→ **Written problem**: Copy word for word the stretch of lines from the one containing "Guideline: mark the building" through the one containing "[[105, 201], [211, 103]]", including both of those lines.
── Dataset ──
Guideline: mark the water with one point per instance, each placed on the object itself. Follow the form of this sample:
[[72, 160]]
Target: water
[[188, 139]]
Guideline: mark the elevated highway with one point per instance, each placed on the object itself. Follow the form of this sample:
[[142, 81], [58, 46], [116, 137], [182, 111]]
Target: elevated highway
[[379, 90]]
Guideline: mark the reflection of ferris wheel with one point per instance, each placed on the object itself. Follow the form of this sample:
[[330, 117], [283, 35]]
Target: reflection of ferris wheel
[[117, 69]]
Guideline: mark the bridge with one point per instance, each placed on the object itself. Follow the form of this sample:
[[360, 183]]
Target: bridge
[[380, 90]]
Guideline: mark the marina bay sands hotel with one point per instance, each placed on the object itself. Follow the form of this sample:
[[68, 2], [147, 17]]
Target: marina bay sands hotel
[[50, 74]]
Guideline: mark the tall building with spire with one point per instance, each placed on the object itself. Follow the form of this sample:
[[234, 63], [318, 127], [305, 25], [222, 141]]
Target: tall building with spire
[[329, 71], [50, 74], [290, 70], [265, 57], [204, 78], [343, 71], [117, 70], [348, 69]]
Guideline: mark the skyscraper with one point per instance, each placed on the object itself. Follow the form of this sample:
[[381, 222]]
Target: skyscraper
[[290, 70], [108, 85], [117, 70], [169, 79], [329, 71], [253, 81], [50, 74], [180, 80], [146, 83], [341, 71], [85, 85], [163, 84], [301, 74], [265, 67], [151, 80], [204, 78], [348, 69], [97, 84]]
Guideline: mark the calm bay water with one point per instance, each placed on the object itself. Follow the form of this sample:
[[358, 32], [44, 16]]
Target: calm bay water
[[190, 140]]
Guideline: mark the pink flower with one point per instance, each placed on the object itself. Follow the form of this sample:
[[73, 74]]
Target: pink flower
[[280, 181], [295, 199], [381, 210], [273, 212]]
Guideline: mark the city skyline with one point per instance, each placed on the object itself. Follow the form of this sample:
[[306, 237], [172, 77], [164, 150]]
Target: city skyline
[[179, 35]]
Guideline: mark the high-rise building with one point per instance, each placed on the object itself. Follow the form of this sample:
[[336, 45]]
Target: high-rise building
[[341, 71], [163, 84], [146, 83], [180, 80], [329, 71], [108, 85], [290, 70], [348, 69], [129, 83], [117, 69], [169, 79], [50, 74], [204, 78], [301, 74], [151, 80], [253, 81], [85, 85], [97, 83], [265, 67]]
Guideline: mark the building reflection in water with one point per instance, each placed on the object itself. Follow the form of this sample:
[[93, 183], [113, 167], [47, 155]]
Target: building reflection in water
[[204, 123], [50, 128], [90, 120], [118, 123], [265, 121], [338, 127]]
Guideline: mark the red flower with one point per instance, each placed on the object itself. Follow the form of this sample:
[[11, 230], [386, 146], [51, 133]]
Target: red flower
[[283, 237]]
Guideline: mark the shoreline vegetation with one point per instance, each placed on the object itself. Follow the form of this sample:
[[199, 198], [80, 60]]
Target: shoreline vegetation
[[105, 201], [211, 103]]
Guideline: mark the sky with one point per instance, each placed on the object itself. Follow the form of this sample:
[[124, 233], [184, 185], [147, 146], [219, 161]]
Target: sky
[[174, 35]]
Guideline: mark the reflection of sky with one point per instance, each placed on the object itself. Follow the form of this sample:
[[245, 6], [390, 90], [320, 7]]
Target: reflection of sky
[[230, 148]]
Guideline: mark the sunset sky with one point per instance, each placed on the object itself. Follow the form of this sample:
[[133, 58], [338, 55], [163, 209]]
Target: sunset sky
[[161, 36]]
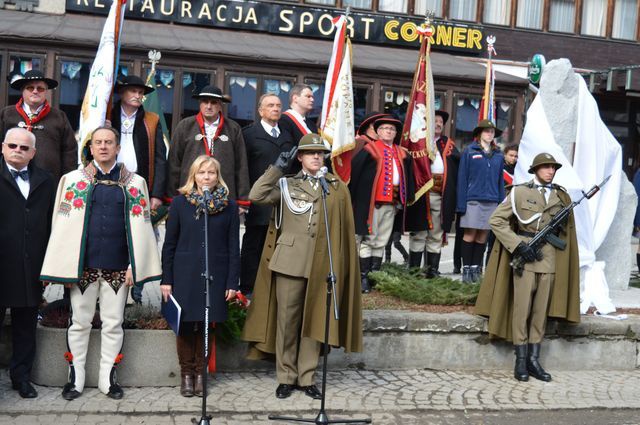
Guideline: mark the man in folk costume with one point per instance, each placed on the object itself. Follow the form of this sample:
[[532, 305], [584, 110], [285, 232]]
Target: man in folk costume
[[26, 193], [378, 191], [294, 120], [210, 133], [287, 315], [57, 147], [518, 306], [101, 240], [265, 141], [430, 218]]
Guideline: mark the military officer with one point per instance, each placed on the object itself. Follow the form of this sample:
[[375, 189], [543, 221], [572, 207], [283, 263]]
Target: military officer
[[293, 270], [549, 284]]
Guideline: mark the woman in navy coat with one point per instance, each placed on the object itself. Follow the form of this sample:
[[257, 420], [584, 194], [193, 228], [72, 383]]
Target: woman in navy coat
[[183, 263]]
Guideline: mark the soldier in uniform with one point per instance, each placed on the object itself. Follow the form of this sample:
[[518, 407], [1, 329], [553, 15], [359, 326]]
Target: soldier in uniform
[[287, 313], [518, 306]]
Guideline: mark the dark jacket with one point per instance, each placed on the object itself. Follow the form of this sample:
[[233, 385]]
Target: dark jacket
[[417, 213], [183, 258], [479, 176], [25, 225], [262, 151], [55, 140], [287, 125], [157, 175]]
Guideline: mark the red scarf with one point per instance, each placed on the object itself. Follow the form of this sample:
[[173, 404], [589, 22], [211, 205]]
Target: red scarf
[[200, 120], [39, 117]]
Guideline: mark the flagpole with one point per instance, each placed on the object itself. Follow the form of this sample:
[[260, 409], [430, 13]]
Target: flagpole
[[116, 53]]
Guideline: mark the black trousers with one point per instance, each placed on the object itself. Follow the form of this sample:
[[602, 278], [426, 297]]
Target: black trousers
[[23, 338], [252, 243]]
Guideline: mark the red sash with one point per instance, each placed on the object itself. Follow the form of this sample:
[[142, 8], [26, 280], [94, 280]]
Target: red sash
[[303, 129], [200, 120], [28, 121]]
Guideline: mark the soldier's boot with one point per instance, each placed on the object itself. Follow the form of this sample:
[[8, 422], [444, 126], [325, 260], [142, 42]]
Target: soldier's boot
[[520, 370], [466, 274], [376, 263], [474, 273], [415, 258], [533, 366], [433, 264], [365, 268]]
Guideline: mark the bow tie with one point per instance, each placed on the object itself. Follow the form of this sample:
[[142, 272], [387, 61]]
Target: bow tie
[[24, 174]]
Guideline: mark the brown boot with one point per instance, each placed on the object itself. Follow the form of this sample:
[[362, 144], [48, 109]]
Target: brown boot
[[198, 389], [186, 386]]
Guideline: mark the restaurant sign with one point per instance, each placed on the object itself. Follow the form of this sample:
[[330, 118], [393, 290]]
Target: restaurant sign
[[300, 21]]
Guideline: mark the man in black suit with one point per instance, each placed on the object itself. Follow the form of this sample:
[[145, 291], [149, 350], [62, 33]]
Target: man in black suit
[[294, 120], [27, 194], [264, 141]]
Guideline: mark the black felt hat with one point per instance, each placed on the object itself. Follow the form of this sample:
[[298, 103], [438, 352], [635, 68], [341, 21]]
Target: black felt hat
[[33, 75]]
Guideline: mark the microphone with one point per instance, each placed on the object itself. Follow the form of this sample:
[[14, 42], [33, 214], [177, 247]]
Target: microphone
[[323, 181], [206, 193]]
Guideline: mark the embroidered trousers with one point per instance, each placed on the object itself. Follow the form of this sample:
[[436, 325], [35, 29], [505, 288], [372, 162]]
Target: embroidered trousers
[[83, 307]]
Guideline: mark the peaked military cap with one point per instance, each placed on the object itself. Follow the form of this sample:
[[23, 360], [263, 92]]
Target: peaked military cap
[[312, 142], [543, 159]]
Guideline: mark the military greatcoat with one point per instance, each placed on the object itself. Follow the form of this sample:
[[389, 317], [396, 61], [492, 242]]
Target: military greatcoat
[[299, 248]]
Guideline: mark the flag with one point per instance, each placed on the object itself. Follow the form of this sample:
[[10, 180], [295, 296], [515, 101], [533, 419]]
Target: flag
[[151, 103], [487, 106], [337, 125], [418, 130], [97, 98]]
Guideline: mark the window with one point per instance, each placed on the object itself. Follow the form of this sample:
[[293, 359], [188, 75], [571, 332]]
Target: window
[[358, 4], [243, 90], [165, 86], [497, 12], [625, 16], [467, 108], [423, 6], [464, 10], [18, 65], [192, 83], [399, 6], [530, 14], [594, 17], [561, 15]]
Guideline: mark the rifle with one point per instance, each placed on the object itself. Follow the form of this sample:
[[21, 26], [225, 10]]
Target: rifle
[[549, 233]]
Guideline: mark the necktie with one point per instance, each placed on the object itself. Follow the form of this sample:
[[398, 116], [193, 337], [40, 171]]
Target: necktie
[[24, 174]]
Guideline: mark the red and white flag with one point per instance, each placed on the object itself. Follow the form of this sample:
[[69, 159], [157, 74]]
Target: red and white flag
[[337, 124], [418, 130]]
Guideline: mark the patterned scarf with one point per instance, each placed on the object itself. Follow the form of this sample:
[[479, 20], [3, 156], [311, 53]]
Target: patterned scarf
[[218, 202]]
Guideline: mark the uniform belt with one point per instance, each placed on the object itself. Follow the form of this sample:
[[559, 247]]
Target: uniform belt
[[527, 234]]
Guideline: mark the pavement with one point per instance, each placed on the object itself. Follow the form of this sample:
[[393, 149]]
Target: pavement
[[387, 397]]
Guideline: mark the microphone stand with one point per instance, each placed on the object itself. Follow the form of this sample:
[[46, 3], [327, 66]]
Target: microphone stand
[[322, 418], [205, 419]]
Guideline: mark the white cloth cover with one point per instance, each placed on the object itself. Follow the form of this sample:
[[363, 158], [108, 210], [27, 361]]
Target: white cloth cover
[[597, 154]]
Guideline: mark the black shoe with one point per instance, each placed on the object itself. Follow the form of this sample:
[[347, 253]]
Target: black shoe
[[115, 392], [25, 389], [284, 390], [69, 392], [520, 370], [533, 366], [311, 391]]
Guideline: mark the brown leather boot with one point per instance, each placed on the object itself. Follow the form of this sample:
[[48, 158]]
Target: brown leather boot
[[186, 386]]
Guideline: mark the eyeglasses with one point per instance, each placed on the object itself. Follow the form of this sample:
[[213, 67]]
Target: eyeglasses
[[12, 146], [38, 89]]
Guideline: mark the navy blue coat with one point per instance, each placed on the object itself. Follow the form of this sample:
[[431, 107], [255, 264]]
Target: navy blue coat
[[479, 176], [183, 258]]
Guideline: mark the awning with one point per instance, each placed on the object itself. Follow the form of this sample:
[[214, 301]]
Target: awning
[[229, 44]]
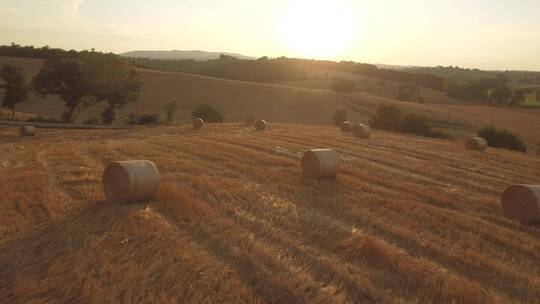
───
→ **Answer**:
Guideline: mark the building reflection in water with one point per instance, each placed on the object itself. Follow the form of this sample:
[[93, 183], [113, 167], [47, 155]]
Target: building reflection in water
[[204, 123], [50, 128], [90, 120], [118, 123], [265, 121], [338, 127]]
Guideline: mark the red flower with one point per instance, each placed on the object itself. Follow the form of this sample:
[[11, 230], [386, 146], [51, 133]]
Target: red flower
[[283, 237]]
Guideline: mark the shoreline vegetation with one point per instance, each placed on the object itself. Follow the form of this sample:
[[199, 198], [80, 60]]
Target: shoreline vegetation
[[105, 201], [211, 103]]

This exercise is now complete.